Given task >> Can you reproduce the material below word for word, leaving out the pictures?
▼
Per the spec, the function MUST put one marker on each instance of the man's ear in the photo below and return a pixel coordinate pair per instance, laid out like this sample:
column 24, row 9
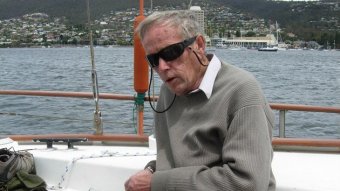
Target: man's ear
column 200, row 44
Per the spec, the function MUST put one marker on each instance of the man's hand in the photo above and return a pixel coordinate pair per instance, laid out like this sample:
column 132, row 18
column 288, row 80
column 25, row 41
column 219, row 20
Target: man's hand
column 141, row 181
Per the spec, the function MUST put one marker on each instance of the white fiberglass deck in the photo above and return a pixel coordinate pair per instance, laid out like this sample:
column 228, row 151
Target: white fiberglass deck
column 105, row 168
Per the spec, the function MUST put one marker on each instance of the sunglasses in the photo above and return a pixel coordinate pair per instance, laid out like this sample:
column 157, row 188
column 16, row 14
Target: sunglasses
column 170, row 52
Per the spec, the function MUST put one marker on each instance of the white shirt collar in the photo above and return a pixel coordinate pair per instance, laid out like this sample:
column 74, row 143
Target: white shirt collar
column 209, row 77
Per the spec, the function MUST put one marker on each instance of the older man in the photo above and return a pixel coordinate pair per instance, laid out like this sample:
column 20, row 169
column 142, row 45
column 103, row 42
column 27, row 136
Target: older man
column 212, row 123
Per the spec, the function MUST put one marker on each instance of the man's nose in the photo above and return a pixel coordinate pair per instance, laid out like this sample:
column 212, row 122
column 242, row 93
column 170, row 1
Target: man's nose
column 163, row 65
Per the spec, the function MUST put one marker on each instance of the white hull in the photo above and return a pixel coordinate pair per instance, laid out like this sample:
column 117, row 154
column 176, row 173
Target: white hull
column 106, row 168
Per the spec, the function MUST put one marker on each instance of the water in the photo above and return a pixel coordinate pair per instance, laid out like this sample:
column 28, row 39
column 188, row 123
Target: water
column 295, row 77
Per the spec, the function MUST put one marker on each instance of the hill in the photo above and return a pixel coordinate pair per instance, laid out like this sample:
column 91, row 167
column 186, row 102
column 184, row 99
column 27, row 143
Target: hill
column 309, row 20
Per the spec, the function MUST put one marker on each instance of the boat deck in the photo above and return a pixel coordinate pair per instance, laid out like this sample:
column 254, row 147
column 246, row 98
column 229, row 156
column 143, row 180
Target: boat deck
column 91, row 167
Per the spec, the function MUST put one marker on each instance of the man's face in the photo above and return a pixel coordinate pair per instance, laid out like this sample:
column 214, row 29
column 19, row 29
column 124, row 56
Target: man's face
column 182, row 74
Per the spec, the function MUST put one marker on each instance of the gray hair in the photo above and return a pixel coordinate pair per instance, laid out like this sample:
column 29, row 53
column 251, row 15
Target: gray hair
column 184, row 20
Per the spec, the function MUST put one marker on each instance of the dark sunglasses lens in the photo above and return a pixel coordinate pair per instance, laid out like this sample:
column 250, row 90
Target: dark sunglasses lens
column 172, row 52
column 153, row 59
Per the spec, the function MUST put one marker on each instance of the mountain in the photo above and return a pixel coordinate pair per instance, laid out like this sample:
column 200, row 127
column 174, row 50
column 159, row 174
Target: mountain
column 74, row 9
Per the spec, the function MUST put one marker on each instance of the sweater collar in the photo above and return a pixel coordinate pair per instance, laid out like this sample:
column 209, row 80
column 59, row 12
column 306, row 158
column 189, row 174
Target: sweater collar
column 209, row 77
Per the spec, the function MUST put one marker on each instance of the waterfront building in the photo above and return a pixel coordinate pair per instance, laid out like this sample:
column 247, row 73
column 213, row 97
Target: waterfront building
column 248, row 42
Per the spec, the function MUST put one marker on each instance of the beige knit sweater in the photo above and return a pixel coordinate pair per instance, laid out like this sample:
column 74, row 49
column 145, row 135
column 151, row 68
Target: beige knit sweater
column 221, row 143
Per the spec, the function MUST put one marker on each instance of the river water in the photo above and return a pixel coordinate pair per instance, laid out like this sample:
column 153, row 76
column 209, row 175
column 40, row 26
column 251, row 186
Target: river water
column 292, row 76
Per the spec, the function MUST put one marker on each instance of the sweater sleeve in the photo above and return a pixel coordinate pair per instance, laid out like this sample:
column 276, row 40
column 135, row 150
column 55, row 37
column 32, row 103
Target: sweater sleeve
column 246, row 159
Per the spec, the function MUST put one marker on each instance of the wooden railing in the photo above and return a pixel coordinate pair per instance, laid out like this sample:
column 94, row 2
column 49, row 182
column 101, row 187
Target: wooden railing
column 282, row 108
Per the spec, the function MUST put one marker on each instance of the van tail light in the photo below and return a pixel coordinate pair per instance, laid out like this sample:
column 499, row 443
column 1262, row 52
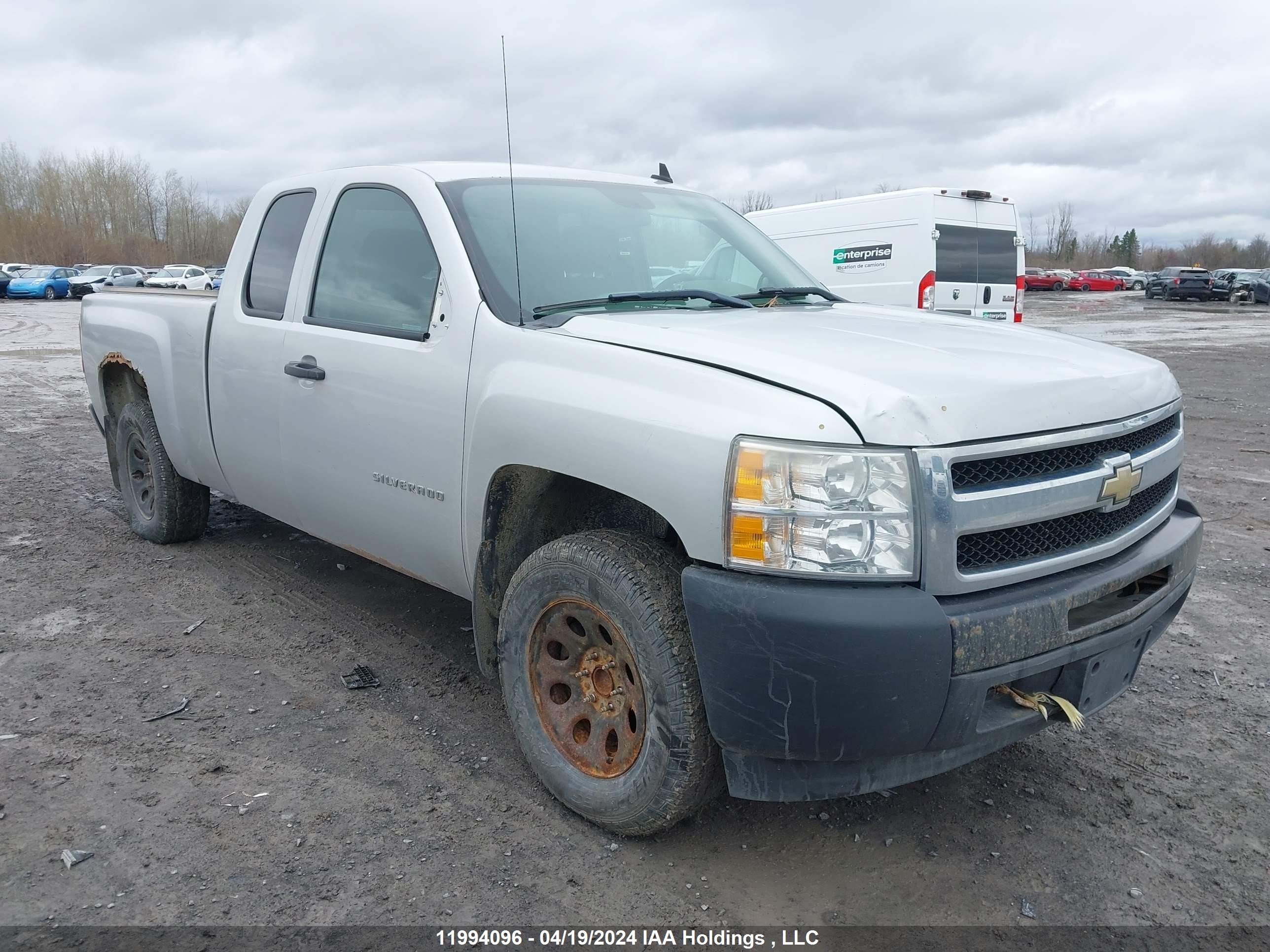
▲
Output for this exercise >>
Per the spec, the function MUST put one marker on each instance of the man's ear in the photo below and return a pixel coordinate pair per instance, laid out like this sample:
column 24, row 9
Target: man's ear
column 200, row 44
Per the spec, the function MUST put one marker on each instance of the man's hand in the photo above and return a pixel coordinate pair per instance, laid out like this sample:
column 132, row 18
column 288, row 80
column 25, row 41
column 219, row 20
Target: man's hand
column 141, row 181
Per the spec, the function MUST put one marker on each instance of the white fiberglass deck in the photo above and return a pixel coordinate pair per instance, laid out like this sample:
column 228, row 151
Target: white fiberglass deck
column 105, row 168
Per the spec, the function MUST put one marker on each instance of the sunglasses in the photo above and return a pixel coordinate pair per instance, laid out like this sample:
column 157, row 188
column 16, row 14
Target: sunglasses
column 170, row 52
Per the spec, the function MUST put one marker on each instance of the white shirt collar in the photo above and return a pixel coordinate pair per instance, laid out like this sample:
column 74, row 143
Target: white shirt collar
column 209, row 77
Per the spec, the function MUST put one marker on each instance of the older man in the photo above and return a pixel coordinate pair per instance, laid out like this sample:
column 20, row 169
column 142, row 45
column 103, row 42
column 27, row 136
Target: older man
column 212, row 123
Per the spec, the function MUST put one marker on each instance of the man's nose in the photo above and return a pixel coordinate pair per instance, laid out like this sample:
column 212, row 122
column 242, row 93
column 170, row 1
Target: man's nose
column 163, row 65
Per the spec, the function MUST put one marker on each instance of the white hull in the photo above and return a pixel coordinate pair per instance, laid out like this sample:
column 117, row 154
column 176, row 173
Target: white hull
column 106, row 168
Per the spec, the function MUST put one marker on each instance of the water in the photo above and return a pixel coordinate pair per instance, laid out like this sample:
column 28, row 39
column 188, row 123
Target: water
column 295, row 77
Per the spec, the function MUST put one marker on each instance of the hill in the photo above and return a pixel coordinate pair per instance, laid out like this sample:
column 91, row 167
column 186, row 102
column 184, row 99
column 27, row 143
Target: hill
column 309, row 20
Per the spec, the function MUST put one marker on each instance of the boat deck in the photo above and return a pixel coordinate pair per instance, laid out like this sample:
column 254, row 147
column 246, row 98
column 229, row 156
column 143, row 180
Target: boat deck
column 91, row 167
Per the spec, the function MUST put one marker on each instance of the man's face in the photo above and return a pixel coordinate pair per instance, laid out like this sample:
column 214, row 29
column 19, row 29
column 124, row 56
Target: man's face
column 182, row 74
Per the spec, the function MUST put one marker on each instance of the gray hair in the photo above and return a pixel coordinate pair per instance, laid out like this sample:
column 29, row 53
column 251, row 15
Target: gray hair
column 184, row 20
Per the spec, the function MUST put one marker on each instance of the dark sunglasses lens in the photo above and return a pixel coordinate pair per instance, laid out like this sample:
column 250, row 90
Target: dark sunglasses lens
column 172, row 52
column 153, row 59
Per the spec, the function MUST put one marker on each instance of the mountain in the photo above and return a pixel coordinate pair per instance, laid out like this sample:
column 200, row 127
column 174, row 50
column 159, row 174
Target: mountain
column 74, row 9
Per the spec, the function MUST put one marker on each instance of the sweater collar in the photo above and return a pixel coordinate pair per instance, laid out like this sample:
column 209, row 80
column 59, row 12
column 306, row 158
column 189, row 174
Target: sweater collar
column 209, row 77
Per the spec, the function MUST put one marker on each instance of the waterfront building in the photo above and return a pixel coordinate pair per instance, laid out like this sample:
column 247, row 73
column 213, row 97
Target: waterfront building
column 248, row 42
Per the spec, the function MUST put one marker on each instance of the beige knit sweater in the photo above and return a pixel coordinate pair per instance, laid out like this sample:
column 74, row 49
column 145, row 135
column 151, row 68
Target: beige knit sweater
column 221, row 143
Per the spec, the function MUST put one marker on each instance of the river water in the photo above and return a pixel coordinate pair per instance, laid out like this sample:
column 153, row 76
column 209, row 175
column 40, row 26
column 251, row 186
Target: river water
column 292, row 76
Per the spec, the function MUST put one marker on each instance of the sweater sleeve in the photo above and return a pixel coordinate pair per instance, laid out like this sample:
column 276, row 40
column 135, row 150
column 55, row 37
column 32, row 103
Target: sweater sleeve
column 246, row 159
Per the spec, the function MUST put one marker on each instance of the wooden railing in the photo above and return a pixel coordinate pair per instance, laid out like this sample:
column 94, row 2
column 49, row 182
column 101, row 187
Target: wooden railing
column 282, row 108
Per the spec, the function MUST put one marker on each instance of the van tail light in the photo below and return a pixel coordinate pair per instance, laid out like this sample:
column 499, row 443
column 1262, row 52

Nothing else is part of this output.